§ EXERCISE INSTRUCTIONS: Copy out exactly the lines from the one containing "the wasp, written" to the end of the records below, both included, and nothing else.

§ Point annotation records:
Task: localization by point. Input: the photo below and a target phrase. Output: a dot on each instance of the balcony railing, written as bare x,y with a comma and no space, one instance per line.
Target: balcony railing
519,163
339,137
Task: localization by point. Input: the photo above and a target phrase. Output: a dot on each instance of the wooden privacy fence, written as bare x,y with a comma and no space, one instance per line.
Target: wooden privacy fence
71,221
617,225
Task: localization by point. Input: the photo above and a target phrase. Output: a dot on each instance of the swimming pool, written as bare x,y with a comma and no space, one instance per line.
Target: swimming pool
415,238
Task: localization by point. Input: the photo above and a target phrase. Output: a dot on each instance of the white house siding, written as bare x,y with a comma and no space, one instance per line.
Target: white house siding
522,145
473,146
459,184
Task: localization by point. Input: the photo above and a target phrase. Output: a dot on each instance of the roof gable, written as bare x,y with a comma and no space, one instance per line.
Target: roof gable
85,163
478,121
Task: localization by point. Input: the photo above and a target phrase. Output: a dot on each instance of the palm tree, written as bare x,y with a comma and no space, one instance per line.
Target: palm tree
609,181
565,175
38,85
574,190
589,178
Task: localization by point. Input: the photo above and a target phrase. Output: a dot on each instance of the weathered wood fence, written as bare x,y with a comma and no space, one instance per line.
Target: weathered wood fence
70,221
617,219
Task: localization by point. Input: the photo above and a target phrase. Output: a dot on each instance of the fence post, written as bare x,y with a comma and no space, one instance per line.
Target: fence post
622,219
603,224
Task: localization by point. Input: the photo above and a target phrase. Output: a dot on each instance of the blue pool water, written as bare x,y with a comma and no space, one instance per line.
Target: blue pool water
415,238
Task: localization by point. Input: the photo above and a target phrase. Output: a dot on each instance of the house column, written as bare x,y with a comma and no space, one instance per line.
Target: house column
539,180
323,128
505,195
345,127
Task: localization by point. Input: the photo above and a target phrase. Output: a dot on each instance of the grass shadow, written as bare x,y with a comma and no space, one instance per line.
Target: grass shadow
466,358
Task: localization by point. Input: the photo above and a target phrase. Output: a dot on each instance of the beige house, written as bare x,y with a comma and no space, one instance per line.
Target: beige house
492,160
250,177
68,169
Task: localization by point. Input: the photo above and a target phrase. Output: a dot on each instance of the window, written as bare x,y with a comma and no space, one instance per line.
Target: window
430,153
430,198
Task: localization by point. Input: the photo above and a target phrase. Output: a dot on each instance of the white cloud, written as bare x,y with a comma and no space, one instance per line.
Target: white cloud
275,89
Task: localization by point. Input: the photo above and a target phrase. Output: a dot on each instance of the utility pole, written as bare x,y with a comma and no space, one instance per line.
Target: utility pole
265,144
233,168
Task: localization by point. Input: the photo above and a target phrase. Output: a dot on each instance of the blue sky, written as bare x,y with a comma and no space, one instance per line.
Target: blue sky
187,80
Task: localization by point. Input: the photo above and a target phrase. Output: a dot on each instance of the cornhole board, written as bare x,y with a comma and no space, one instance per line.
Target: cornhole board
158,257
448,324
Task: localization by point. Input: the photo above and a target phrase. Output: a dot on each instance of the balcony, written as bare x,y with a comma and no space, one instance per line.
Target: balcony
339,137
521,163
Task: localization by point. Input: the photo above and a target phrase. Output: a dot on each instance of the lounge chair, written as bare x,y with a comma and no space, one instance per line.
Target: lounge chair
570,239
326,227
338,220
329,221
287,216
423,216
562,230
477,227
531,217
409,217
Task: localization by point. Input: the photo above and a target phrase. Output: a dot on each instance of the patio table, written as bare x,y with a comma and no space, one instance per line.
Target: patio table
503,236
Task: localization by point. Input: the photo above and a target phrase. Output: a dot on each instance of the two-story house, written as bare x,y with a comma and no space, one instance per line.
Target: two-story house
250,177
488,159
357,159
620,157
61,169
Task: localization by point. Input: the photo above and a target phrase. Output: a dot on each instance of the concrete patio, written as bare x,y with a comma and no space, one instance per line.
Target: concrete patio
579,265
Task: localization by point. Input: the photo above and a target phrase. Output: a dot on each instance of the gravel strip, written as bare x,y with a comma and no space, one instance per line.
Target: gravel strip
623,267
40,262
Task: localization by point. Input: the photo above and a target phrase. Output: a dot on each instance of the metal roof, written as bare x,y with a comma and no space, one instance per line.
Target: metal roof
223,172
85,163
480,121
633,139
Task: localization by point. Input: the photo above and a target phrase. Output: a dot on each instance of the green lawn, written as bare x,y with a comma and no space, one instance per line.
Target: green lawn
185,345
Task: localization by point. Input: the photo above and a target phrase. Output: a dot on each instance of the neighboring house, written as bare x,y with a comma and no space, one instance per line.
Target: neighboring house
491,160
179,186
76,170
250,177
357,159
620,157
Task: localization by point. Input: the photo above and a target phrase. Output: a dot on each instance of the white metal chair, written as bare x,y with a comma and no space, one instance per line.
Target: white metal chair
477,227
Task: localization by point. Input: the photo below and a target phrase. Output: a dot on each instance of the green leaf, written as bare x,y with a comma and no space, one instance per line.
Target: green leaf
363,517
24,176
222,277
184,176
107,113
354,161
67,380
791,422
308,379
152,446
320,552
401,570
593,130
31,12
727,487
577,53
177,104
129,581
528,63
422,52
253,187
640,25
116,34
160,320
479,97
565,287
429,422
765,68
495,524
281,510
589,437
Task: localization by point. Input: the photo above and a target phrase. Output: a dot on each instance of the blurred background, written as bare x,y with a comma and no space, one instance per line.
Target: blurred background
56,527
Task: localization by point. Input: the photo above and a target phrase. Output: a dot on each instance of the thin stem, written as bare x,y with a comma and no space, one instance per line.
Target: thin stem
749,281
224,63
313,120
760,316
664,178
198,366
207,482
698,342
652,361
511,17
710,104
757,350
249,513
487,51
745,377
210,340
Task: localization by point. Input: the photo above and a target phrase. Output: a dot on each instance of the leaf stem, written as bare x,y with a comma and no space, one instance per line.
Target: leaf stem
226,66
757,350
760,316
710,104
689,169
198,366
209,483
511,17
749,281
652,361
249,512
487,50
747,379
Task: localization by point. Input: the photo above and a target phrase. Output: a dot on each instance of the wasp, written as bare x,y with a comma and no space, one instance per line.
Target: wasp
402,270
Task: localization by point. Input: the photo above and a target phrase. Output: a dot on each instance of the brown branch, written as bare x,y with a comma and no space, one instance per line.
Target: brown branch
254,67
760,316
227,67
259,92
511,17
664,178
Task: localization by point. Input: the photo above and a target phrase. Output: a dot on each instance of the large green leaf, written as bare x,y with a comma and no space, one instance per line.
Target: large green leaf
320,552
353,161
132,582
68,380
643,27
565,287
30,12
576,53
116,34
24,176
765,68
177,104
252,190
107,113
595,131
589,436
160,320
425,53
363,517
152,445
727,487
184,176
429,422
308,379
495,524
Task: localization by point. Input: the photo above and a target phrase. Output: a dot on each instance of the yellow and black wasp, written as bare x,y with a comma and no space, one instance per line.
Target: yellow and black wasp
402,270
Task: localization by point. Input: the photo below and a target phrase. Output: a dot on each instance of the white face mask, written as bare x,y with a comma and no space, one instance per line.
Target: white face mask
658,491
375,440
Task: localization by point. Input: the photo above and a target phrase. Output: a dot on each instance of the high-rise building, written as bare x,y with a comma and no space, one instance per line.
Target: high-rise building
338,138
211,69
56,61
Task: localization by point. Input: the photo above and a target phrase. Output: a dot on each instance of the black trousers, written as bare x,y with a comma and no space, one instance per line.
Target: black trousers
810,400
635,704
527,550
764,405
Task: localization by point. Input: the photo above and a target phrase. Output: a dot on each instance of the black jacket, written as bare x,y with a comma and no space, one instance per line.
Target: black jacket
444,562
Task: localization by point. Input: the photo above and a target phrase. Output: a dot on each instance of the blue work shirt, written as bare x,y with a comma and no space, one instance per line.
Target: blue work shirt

§ RESPONSE:
Task: localization by point. Input: the photo above and a target phrase. Output: a dot on each instance of the wasp, written as bare x,y with a comma and no space, one instance per line.
Target: wasp
402,270
Task: localization by point. Input: the photo above and a target phrase. Output: a dot on each instance of the brown branch, written as bare x,y with a comma and no space, one instance per line.
Target: brown branch
254,67
760,316
227,67
259,92
511,17
664,178
Task: localization by point. Input: the photo above and a target phrase. Output: a dot on each instance of the large green leaf, written as bare x,y with a comma and no space, one instance per line.
Target: large green leaf
320,552
353,161
132,582
68,380
643,27
565,287
30,12
576,53
116,34
24,176
765,68
177,104
252,190
107,113
595,131
589,436
160,320
425,53
363,517
152,445
727,487
184,176
429,422
308,379
495,524
Task: localization by point. Input: the photo above and a target phrase. Output: a dot on each instance of the yellow and black wasp, written as bare x,y with a comma and no space, one instance per line.
Target: yellow and black wasp
402,270
Task: localization by point. Input: the photo below and a target phrase. Output: a dot on each instance of the white face mask, written as bare x,y with a comma and no space, one instance per line.
Target: white face mask
658,491
375,440
Task: localization by point. Input: the photo above and a target phrase. Output: a dot on each instance of the high-rise building, written as bare x,y with a comma and no space, one instance per line.
Target: high-rise building
338,138
211,69
56,61
Task: localization by point. Input: the photo above and a target phrase. Output: a dot on each instance of the black trousers, written as bare x,y with a comma and no space, one instance per line.
Target: black trousers
810,400
635,704
527,550
764,405
Task: localization by point. Input: the photo above and a target phrase. Output: a dot on each instance of the black jacket, written as bare x,y with a comma and no space, one instance per line.
Target: black jacket
444,562
Task: localization by point. Input: the photo above and a target phrase. Output: a dot on each instance of the blue work shirt, written as bare x,y with a comma and no space, one instance per line.
Target: blue work shirt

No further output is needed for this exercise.